──────── Input rows

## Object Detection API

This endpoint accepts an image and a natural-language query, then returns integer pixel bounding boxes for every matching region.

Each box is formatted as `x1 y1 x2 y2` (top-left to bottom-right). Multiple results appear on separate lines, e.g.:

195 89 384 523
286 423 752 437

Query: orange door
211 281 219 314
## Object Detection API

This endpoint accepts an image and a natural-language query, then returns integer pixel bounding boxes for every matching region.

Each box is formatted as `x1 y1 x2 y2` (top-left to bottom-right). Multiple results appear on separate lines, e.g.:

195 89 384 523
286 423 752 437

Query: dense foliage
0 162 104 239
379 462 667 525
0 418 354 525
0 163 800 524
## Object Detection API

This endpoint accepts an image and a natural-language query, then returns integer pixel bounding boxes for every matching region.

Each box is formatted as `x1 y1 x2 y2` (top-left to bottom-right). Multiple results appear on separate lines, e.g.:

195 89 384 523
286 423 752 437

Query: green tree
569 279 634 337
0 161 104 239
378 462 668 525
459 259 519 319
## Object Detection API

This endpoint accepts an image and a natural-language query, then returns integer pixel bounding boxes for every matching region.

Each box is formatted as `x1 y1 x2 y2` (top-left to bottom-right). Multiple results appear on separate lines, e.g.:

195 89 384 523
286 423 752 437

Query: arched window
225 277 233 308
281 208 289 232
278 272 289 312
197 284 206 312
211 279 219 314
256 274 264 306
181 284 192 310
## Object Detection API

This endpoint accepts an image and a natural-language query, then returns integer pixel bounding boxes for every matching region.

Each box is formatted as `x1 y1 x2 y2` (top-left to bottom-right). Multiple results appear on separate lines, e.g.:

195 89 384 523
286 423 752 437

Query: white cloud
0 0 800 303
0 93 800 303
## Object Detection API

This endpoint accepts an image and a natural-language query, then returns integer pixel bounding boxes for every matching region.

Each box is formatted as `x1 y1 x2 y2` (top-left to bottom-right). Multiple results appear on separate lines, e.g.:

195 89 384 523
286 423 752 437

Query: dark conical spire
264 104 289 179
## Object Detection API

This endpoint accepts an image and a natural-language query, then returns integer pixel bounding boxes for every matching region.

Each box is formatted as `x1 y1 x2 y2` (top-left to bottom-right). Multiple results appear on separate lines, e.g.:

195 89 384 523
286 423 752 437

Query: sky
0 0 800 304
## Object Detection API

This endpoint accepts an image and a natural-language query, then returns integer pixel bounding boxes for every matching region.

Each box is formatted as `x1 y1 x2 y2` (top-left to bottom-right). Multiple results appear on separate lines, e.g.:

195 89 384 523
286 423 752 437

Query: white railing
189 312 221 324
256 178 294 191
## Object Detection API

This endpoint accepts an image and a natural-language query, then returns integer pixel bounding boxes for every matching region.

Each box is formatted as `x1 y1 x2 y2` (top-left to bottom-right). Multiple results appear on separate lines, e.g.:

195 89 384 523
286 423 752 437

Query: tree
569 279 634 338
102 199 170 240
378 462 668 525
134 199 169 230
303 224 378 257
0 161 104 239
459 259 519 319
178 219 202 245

────────────────

Stated problem » Please print every line of the data above verbatim, with no changes.

Response »
## Object Detection API

This endpoint accepts an image and a natural-language query, then returns integer pixel bounding boxes for every matching region.

Each box is formatted as `x1 y1 x2 y2` (top-left to bottom-right). Multiple results appear on separate lines, e.g.:

195 89 384 523
286 423 752 437

Query: orange door
211 281 219 314
## Object Detection API

This endpoint accepts an image and a natural-language query, then returns integer pixel bounding boxes for every matching region.

Each box is formatted as `x1 y1 x2 y2` (top-left to bottom-right). Multiple results appear on separate lines, e.g.:

195 89 384 523
286 423 752 437

Query: dense foliage
0 162 104 239
379 462 667 525
0 418 354 525
0 163 800 524
## Object Detection API

This endpoint accepts an image and a natural-language query, then returns integer pixel bounding boxes for every matching region.

Each box is formatted as `x1 y1 x2 y2` (top-left to bottom-right). Multiple results appear on separate lines, e.g.:

195 89 384 523
286 423 752 437

Query: green tree
569 279 634 337
0 161 104 239
378 462 668 525
459 259 519 319
## Object Detection API

This endpoint accepts an image and a natural-language query, then returns integer pixel bounding boxes for every matching region.

Each box is formatted as `x1 y1 x2 y2` (top-left to bottom-right). Multiple results appear on separate lines, e.g.:

195 89 384 523
286 423 752 437

Query: arched window
225 277 233 308
281 208 289 232
278 272 289 312
197 284 206 312
211 279 219 314
256 274 264 306
181 284 192 310
## Object Detection API

This endpoint accepts an image and a natural-language query, then returns integer pixel bounding boxes for every matching region.

Each box is formatted as `x1 y1 x2 y2` (top-left to bottom-right). Multiple results appear on separate lines, e.g.:

195 89 384 523
286 423 752 437

Query: white cloud
0 0 800 303
0 93 800 303
## Object Detection API

This endpoint accepts an image and a natural-language query, then returns integer pixel bounding boxes for every matching region.

Each box is formatted as `x1 y1 x2 y2` (top-left to bottom-right). Multiple results appear on separate lines, e.g.:

195 89 384 523
286 423 752 437

Query: dark conical spire
264 104 289 179
## Object Detection API

This endpoint accepts an image and a natural-language query, then returns integer pixel bounding boxes for every matching region.

Each box is formatted as `x1 y1 x2 y2` (top-left to bottom-right). Multiple results appear on separate lines, e.g.:

195 89 384 523
286 423 752 437

Query: sky
0 0 800 304
## Object Detection API

This endpoint accepts an image and a natural-language query, then returns integer pixel bounding boxes for every matching region.

Each box is formatted as `x1 y1 x2 y2` (top-left to bottom-right). Multiple results appear on separate lines, e.g.:

195 89 384 523
286 423 752 437

Query: white railing
189 312 221 324
256 178 294 191
## Object Detection API

This endpoint accepts an image and a natural-language query, then returns integer pixel bounding boxes for every matching region.

Each box is formatted as `x1 y1 x2 y2` (top-left to bottom-right). Multiple results appear on separate lines, e.g.:

195 89 384 523
286 423 752 437

Query: tree
569 279 634 338
102 199 170 240
378 462 668 525
134 199 169 230
303 224 378 257
0 161 104 239
459 259 519 319
178 219 202 245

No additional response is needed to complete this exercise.